(Object pointing dataset rows)
┌──

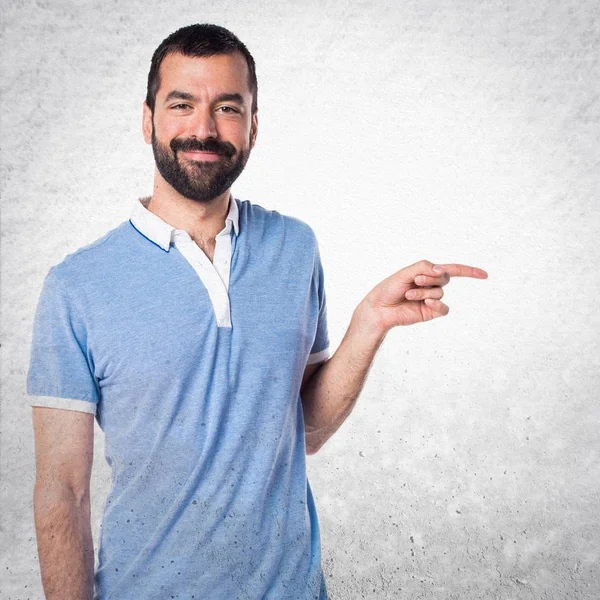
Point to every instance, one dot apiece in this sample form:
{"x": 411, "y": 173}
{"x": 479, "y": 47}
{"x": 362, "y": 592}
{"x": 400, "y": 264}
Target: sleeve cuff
{"x": 318, "y": 357}
{"x": 65, "y": 403}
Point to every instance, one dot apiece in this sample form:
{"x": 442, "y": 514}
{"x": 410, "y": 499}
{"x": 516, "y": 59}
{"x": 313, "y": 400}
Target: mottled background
{"x": 453, "y": 131}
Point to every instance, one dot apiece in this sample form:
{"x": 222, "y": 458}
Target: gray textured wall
{"x": 454, "y": 131}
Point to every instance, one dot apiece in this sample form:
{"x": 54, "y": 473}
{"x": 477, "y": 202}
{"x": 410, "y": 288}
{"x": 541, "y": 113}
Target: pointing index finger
{"x": 455, "y": 270}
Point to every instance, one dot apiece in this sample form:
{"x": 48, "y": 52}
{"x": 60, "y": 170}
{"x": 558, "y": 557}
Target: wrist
{"x": 365, "y": 320}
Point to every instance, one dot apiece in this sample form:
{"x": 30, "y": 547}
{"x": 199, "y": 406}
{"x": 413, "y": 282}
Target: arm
{"x": 411, "y": 295}
{"x": 331, "y": 388}
{"x": 64, "y": 452}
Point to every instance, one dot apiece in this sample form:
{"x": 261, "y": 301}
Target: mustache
{"x": 210, "y": 145}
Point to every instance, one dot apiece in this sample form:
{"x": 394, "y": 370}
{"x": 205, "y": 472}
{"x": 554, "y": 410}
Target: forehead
{"x": 222, "y": 72}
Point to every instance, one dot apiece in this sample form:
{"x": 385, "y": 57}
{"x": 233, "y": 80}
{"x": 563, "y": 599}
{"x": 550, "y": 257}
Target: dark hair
{"x": 201, "y": 41}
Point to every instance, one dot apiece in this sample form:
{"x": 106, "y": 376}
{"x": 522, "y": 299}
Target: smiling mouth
{"x": 200, "y": 155}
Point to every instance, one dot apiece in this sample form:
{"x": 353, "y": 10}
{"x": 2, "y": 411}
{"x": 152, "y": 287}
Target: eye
{"x": 228, "y": 109}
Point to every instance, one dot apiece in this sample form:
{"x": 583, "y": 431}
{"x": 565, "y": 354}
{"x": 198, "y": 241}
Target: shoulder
{"x": 272, "y": 223}
{"x": 91, "y": 258}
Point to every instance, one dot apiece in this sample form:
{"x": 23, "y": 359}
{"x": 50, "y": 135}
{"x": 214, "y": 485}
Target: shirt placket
{"x": 214, "y": 275}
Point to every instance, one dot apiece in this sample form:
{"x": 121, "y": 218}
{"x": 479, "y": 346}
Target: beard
{"x": 201, "y": 181}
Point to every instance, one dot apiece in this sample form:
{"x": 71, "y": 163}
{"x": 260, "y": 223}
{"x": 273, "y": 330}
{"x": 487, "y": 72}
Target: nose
{"x": 203, "y": 125}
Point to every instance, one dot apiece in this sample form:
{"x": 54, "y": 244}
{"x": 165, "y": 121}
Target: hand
{"x": 412, "y": 295}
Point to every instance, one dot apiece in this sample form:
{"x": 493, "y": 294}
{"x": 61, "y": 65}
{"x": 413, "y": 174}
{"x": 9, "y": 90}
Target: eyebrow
{"x": 224, "y": 97}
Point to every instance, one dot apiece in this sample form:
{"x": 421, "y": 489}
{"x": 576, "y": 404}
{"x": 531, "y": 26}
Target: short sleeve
{"x": 320, "y": 348}
{"x": 60, "y": 369}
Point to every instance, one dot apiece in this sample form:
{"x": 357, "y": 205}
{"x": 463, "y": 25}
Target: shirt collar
{"x": 161, "y": 233}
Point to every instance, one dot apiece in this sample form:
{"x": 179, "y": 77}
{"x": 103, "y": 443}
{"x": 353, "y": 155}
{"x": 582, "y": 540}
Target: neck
{"x": 202, "y": 220}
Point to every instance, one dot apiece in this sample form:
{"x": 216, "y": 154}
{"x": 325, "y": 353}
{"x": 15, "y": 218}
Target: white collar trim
{"x": 161, "y": 233}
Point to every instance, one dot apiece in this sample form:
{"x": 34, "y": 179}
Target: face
{"x": 202, "y": 129}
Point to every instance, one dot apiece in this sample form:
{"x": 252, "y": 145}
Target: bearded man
{"x": 196, "y": 334}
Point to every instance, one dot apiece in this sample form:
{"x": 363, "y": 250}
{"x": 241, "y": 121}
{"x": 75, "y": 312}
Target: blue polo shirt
{"x": 193, "y": 370}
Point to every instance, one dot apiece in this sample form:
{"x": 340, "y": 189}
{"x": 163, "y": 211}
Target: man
{"x": 196, "y": 334}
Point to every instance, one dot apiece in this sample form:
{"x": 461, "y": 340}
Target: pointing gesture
{"x": 413, "y": 294}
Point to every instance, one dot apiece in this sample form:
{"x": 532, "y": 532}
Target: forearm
{"x": 65, "y": 546}
{"x": 329, "y": 396}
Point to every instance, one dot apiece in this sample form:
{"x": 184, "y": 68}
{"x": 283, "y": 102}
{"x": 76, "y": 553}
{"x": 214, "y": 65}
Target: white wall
{"x": 453, "y": 131}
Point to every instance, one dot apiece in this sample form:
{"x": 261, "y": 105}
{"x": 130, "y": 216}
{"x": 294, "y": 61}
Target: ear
{"x": 254, "y": 130}
{"x": 147, "y": 126}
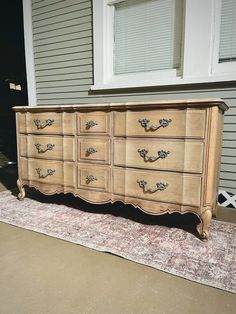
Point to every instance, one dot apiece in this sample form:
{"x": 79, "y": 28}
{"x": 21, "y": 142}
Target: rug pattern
{"x": 169, "y": 249}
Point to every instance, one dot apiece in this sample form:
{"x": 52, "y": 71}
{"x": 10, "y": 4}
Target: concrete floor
{"x": 44, "y": 275}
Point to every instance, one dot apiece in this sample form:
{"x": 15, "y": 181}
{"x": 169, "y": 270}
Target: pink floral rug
{"x": 168, "y": 243}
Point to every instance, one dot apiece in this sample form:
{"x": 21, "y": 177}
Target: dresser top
{"x": 200, "y": 103}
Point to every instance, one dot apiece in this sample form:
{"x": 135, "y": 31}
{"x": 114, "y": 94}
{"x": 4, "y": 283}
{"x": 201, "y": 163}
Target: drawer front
{"x": 93, "y": 123}
{"x": 47, "y": 171}
{"x": 158, "y": 186}
{"x": 158, "y": 123}
{"x": 93, "y": 177}
{"x": 46, "y": 123}
{"x": 47, "y": 147}
{"x": 91, "y": 149}
{"x": 176, "y": 155}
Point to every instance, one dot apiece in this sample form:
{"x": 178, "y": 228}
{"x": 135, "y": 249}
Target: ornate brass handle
{"x": 90, "y": 178}
{"x": 160, "y": 186}
{"x": 41, "y": 149}
{"x": 39, "y": 171}
{"x": 160, "y": 154}
{"x": 90, "y": 124}
{"x": 42, "y": 125}
{"x": 90, "y": 151}
{"x": 163, "y": 123}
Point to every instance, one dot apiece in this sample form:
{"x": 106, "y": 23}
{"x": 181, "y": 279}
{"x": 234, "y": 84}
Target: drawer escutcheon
{"x": 90, "y": 178}
{"x": 160, "y": 186}
{"x": 41, "y": 149}
{"x": 90, "y": 151}
{"x": 161, "y": 154}
{"x": 50, "y": 172}
{"x": 42, "y": 125}
{"x": 90, "y": 124}
{"x": 163, "y": 123}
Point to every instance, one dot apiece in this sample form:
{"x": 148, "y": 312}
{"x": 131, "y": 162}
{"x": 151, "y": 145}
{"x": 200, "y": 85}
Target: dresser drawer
{"x": 47, "y": 171}
{"x": 92, "y": 149}
{"x": 93, "y": 177}
{"x": 47, "y": 147}
{"x": 176, "y": 155}
{"x": 46, "y": 123}
{"x": 93, "y": 123}
{"x": 158, "y": 123}
{"x": 158, "y": 186}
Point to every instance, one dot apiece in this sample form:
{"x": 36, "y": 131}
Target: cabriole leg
{"x": 21, "y": 195}
{"x": 206, "y": 219}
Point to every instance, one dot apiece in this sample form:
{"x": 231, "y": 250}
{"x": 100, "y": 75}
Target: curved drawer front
{"x": 93, "y": 123}
{"x": 46, "y": 123}
{"x": 158, "y": 123}
{"x": 91, "y": 149}
{"x": 176, "y": 155}
{"x": 48, "y": 171}
{"x": 47, "y": 147}
{"x": 158, "y": 186}
{"x": 93, "y": 177}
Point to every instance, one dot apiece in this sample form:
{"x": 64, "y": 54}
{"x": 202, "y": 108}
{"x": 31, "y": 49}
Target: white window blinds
{"x": 227, "y": 52}
{"x": 147, "y": 35}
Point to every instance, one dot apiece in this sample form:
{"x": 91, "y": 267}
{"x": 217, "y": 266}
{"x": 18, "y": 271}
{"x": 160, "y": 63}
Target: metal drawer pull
{"x": 90, "y": 151}
{"x": 163, "y": 123}
{"x": 160, "y": 154}
{"x": 50, "y": 172}
{"x": 90, "y": 124}
{"x": 160, "y": 186}
{"x": 41, "y": 149}
{"x": 42, "y": 125}
{"x": 90, "y": 179}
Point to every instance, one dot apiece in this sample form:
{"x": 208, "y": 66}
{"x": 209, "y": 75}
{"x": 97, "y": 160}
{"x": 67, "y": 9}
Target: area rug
{"x": 168, "y": 243}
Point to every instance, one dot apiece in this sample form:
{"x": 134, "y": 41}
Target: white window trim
{"x": 29, "y": 53}
{"x": 199, "y": 59}
{"x": 224, "y": 67}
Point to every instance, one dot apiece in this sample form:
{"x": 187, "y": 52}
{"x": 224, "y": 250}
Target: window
{"x": 147, "y": 35}
{"x": 163, "y": 42}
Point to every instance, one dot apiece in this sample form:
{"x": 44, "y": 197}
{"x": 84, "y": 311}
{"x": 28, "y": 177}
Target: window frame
{"x": 200, "y": 50}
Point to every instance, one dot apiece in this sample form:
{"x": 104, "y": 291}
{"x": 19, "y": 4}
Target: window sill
{"x": 121, "y": 84}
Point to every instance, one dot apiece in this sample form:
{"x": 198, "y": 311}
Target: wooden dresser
{"x": 159, "y": 156}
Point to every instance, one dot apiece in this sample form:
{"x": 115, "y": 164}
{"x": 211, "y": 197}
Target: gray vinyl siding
{"x": 63, "y": 55}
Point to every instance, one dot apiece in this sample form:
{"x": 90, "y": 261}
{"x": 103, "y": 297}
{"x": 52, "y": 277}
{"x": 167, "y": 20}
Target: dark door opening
{"x": 13, "y": 87}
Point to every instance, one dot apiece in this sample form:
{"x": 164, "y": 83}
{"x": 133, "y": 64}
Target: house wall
{"x": 63, "y": 59}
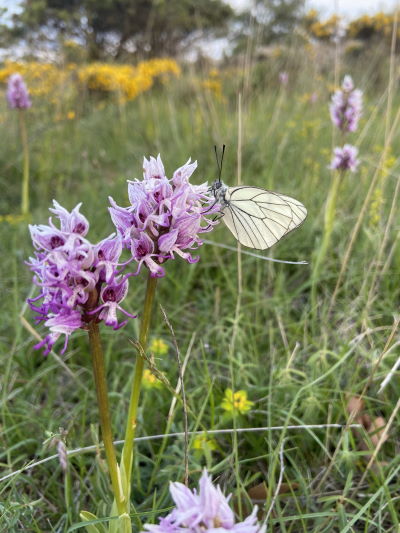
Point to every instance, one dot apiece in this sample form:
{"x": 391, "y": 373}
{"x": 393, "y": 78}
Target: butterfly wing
{"x": 259, "y": 218}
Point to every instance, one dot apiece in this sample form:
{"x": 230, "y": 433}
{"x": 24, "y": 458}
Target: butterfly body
{"x": 257, "y": 218}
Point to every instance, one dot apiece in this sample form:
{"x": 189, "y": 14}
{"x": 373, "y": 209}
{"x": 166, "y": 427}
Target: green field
{"x": 273, "y": 330}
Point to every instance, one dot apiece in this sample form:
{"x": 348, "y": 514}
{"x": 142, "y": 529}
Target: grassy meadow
{"x": 302, "y": 345}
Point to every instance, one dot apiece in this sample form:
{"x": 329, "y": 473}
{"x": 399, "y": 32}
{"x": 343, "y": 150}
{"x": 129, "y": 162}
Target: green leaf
{"x": 91, "y": 523}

└──

§ **Your task**
Which lines of the items above contain the string "front"? Collect every one of them, treating uppercase and lowercase as different.

§ **Response**
Target: drawer front
Target: curved drawer front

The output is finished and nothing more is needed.